§ **Work to complete**:
**a.** In the passage on early Buddhism, what name was given to the group that held it was impossible to know whether annihilationism or eternalism was true?
**b.** Copy the passage on early Buddhism word for word, from "But I think" to "conveying :slight_smile: .".

§ **Document section**:
>>>>

According to scripture, at the time of the buddha various things where known.

First, a group called “annihilationists” practiced a thing called “jhana”. A process of purifying ones perception of “what is existing” to higher and higher “heavens”.

The annihilationists all agreed that when your body dies your just dead. No rebith, just annihilation.

There was another tradition at the time that believed that the soul journeyed on through rebirth after rebirth until they had done them all, a deterministic system.

There was a third tradition which held that it was impossible to know if annihilationism or eternalism was true, this group was called the skeptics.

The buddha came along and said there was a 4th position, that is, unlike the skeptics, the buddha showed that it was possible to have knowledge about what the skeptics claimed they could never know.

That is that any of the expressed views:

Temporary

Elternal

Both

Niether

Go “beyond the scope of language and reasoning” and are therefore not propositions that should be regarded as true false both or neither.

However is was possible to show how any actually given phenomena, without recourse to temporal distinctions being applied out of scope, could be said to “depend” on other phenomena, which we likewise need not apply our temporal (or spatial) language to.

This is fundamentally the picture we have of early buddhism.

So we have a teacher, taking a technique from nihilists, that of jhana, and taking from the skeptics this logical structure taken in a new light, providing a meditative practice and a philosophical position at the same time.

Buddhism is basically the lovechild of a sensual nihilism and a type theory (dependent logic), and I think its grand.

But I think that it is simply impossible to see Buddhism as a “nihilism” when it is clearly something altogther richer and wierder and frankly, difficult to understand. (for me too I hope I am conveying :slight_smile: .

<<<<

§ **Recorded information**:
>>>>

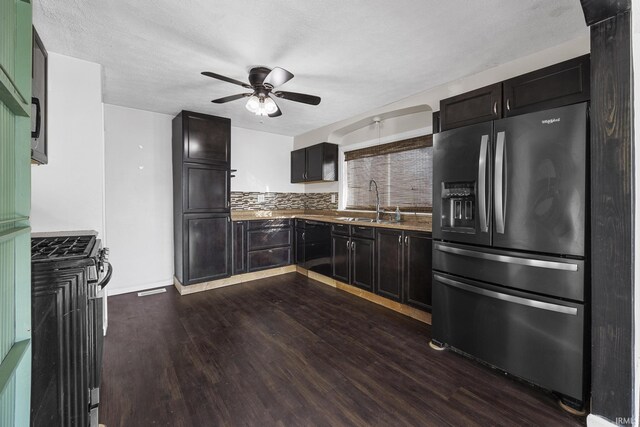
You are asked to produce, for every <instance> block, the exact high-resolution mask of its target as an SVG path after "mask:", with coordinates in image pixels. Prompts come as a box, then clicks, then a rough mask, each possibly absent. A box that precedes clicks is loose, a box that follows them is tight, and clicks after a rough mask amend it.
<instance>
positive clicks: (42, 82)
mask: <svg viewBox="0 0 640 427" xmlns="http://www.w3.org/2000/svg"><path fill="white" fill-rule="evenodd" d="M31 90H32V94H31V160H33V161H34V162H36V163H39V164H42V165H46V164H47V162H48V159H47V114H48V111H47V50H46V49H45V48H44V45H43V44H42V40H40V37H39V36H38V33H37V32H36V30H35V28H34V29H33V78H32V80H31Z"/></svg>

<<<<

§ **Task-by-task answers**:
**a.** The skeptics.

**b.**
But I think that it is simply impossible to see Buddhism as a “nihilism” when it is clearly something altogther richer and wierder and frankly, difficult to understand. (for me too I hope I am conveying :slight_smile: .